### BRANO FORNITO:
━━━━━━━━━━━━━━━━━━━━━━━━━━━━━━

[CONTRIBUTO] Gli Stati Uniti: verso una seconda guerra civile?

1 year ago 46

Riceviamo e pubblichiamo questo contributi dai compagni della redazione Il Pungolo Rosso, già disponibile sul loro sito (vedi qui):

Gli Stati Uniti: verso una seconda guerra civile?

– Counterpunch

Questo articolo che riprendiamo da Counterpunch [vedi qui] pecca, e non poco, di schematismo, di semplificazioni eccessive. Su più aspetti: sull’Urss, sulla Cina, sulle elezioni, sulla sinistra statunitense, e su altro ancora, perfino sul suo tema centrale: le radici delle acute contraddizioni che spingono gli Stati Uniti verso una “seconda guerra civile”, e che hanno fatto rinascere tentazioni secessioniste in diversi stati dell’Unione. Nello sforzo di sintetizzare in breve e in chiaro vicende storiche di estrema complessità il suo tono complessivo appare alquanto naive.

La ragione per cui lo riprendiamo è che, pur con questi difetti molto rilevanti, dà conto di un dato di realtà che qui in Italia è quasi sconosciuto: in Amerika si discute ormai da anni, apertamente, della possibilità di una nuova guerra civile. E non si tratta semplicemente di una manovra diversiva per impedire schieramenti contrapposti di capitalisti e di proletari. Si tratta anche, se non anzitutto, della crescente difficoltà di ricomporre ad unità gli interessi dei diversi settori del capitale statunitense da parte di un establishment politico chiamato a gestire la perdita del dominio incontrastato e di egemonia nel mondo dell’asse Washington-Wall Street.

L’altro merito di Alain Simardone, sempre con i limiti sopra indicati, è che non ha esitazioni nel contrapporre lo sviluppo della lotta di classe anti-capitalista alla prospettiva della guerra civile – ben centrato è quanto si dice sull’immigrazione e sul rapporto lavoratori immigrati – lavoratori autoctoni. Certo, gli ultimatisti troveranno – ed è vero – che in questo articolo mancano i soviet, la strategia per la presa del potere, il programma di transizione e quant’altro. Viene colto bene, però, il grande pericolo, per gli sfruttati, di lasciarsi coinvolgere nelle “prove” di guerra civile inter-capitalistica (o di secessionismo), e il punto a cui è arrivato – al momento – il dibattito. E a differenza che in Italia dove c’è per tradizione una sovrapproduzione di ciarlatani, negli Stati Uniti il dibattito ha sempre conseguenze pratiche.

━━━━━━━━━━━━━━━━━━━━━━━━━━━━━━

### MATERIALE DI RIFERIMENTO:
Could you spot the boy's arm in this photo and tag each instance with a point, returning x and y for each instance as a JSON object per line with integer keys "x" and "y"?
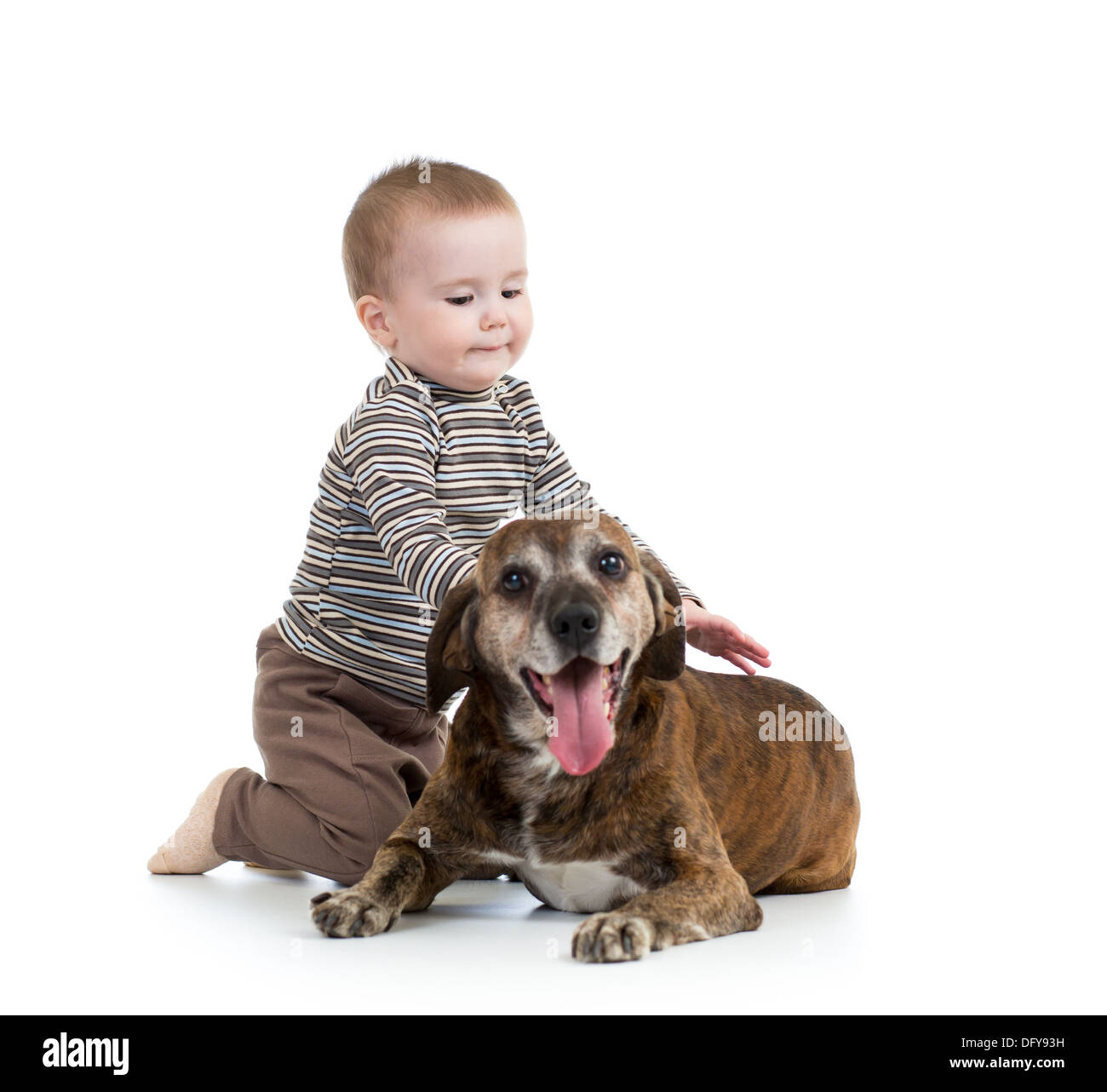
{"x": 557, "y": 478}
{"x": 391, "y": 456}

━━━━━━━━━━━━━━━━━━━━━━━━━━━━━━

### OBIETTIVO A:
Trascrivi dal brano fornito il passo che va da "1 year ago 46" a "complessivo appare alquanto naive.".
### OBIETTIVO B:
Perché, secondo il brano fornito, la redazione ripubblica l'articolo di Counterpunch nonostante i suoi difetti? Rispondi in una, due o tre frasi.
### OBIETTIVO C:
Prosegui il brano sul rischio di una seconda guerra civile negli Stati Uniti, riprendendo subito dopo la sua ultima frase.

### RISPOSTA SCRITTA A:
1 year ago 46

Riceviamo e pubblichiamo questo contributi dai compagni della redazione Il Pungolo Rosso, già disponibile sul loro sito (vedi qui):

Gli Stati Uniti: verso una seconda guerra civile?

– Counterpunch

Questo articolo che riprendiamo da Counterpunch [vedi qui] pecca, e non poco, di schematismo, di semplificazioni eccessive. Su più aspetti: sull’Urss, sulla Cina, sulle elezioni, sulla sinistra statunitense, e su altro ancora, perfino sul suo tema centrale: le radici delle acute contraddizioni che spingono gli Stati Uniti verso una “seconda guerra civile”, e che hanno fatto rinascere tentazioni secessioniste in diversi stati dell’Unione. Nello sforzo di sintetizzare in breve e in chiaro vicende storiche di estrema complessità il suo tono complessivo appare alquanto naive.

### RISPOSTA SCRITTA B:
Perché l'articolo, pur con difetti molto rilevanti, dà conto di un dato di realtà quasi sconosciuto in Italia. Negli Stati Uniti si discute apertamente, ormai da anni, della possibilità di una nuova guerra civile.

### RISPOSTA SCRITTA C:
Redazione Il Pungolo Rosso

Una seconda guerra civile?

– Aidan Simardone

L’estrema destra la brama, i liberali la temono. Dopo l’attacco al Campidoglio del 2021, la possibilità di una seconda guerra civile americana è entrata nel dibattito mainstream. L’estrema destra la fa propria, un’apocalisse che darà vita ad uno stato di bianchi su base etnica. Spaventati, i liberali chiedono riforme elettorali e giudiziarie, o si richiamano ai bei tempi di Obama e Clinton, quando il consenso neoliberale garantiva una politica civile.

Socialisti e marxisti respingono l’idea che sia possibile una guerra civile. In base al loro principio secondo cui: “Ti fanno combattere una guerra culturale/ideologica per impedirti di combattere una guerra di classe”. Ciò nella presunzione che le guerre culturali siano superficiali, prive di una base economica. Dimenticando che la lotta di classe non è solo tra classi, ma anche all’interno delle classi. In America sta emergendo un conflitto tra capitalisti urbani e capitalisti rurali, con le guerre culturali/ideologiche usate come strumento di reclutamento della classe operaia. Se da un lato è nell’interesse collettivo dei capitalisti combattere la classe operaia, dall’altro è nell’interesse individuale di ciascun capitalista combattersi a vicenda con gli latri capitalisti per conquistare posizioni di monopolio. Di solito questo avviene tramite il mercato. Ma quando l’espansione del mercato raggiunge il suo limite, la guerra diventa un ulteriore mezzo per l’accumulazione del capitale.

Durante la “corsa all’Africa”, l’Europa godeva di una relativa pace mentre saccheggiava l’Africa. Finché ci furono altre terre africane da conquistare, la guerra non fu necessaria. Ma quando non ci furono, gli imperialisti europei dovettero combattere gli uni contro gli altri. Fu così che scoppiò la Prima Guerra Mondiale. Naturalmente, i capitalisti non combatterono direttamente tra loro. Il nazionalismo aiutò a reclutare la classe operaia nella guerra, guerra per la quale non essa aveva alcun interesse economico.

Allo stesso modo, durante la guerra fredda fu necessario uno sforzo collettivo [della classe capitalistica] per fermare l’Unione Sovietica. Quando poi l’Unione sovietica crollò, i capitalisti si sono rivolti l’un contro l’altro e hanno utilizzato le battaglie culturali/ideologiche per arruolare la classe operaia nello scontro, ognuno a proprio vantaggio. Finché le elezioni hanno avuto un peso, lo scontro è avvenuto nelle urne. Ma da quando l’arena politica è diventata una partita a somma zero e il sistema democratico ha perso la sua importanza, è aumentata la probabilità di una guerra civile.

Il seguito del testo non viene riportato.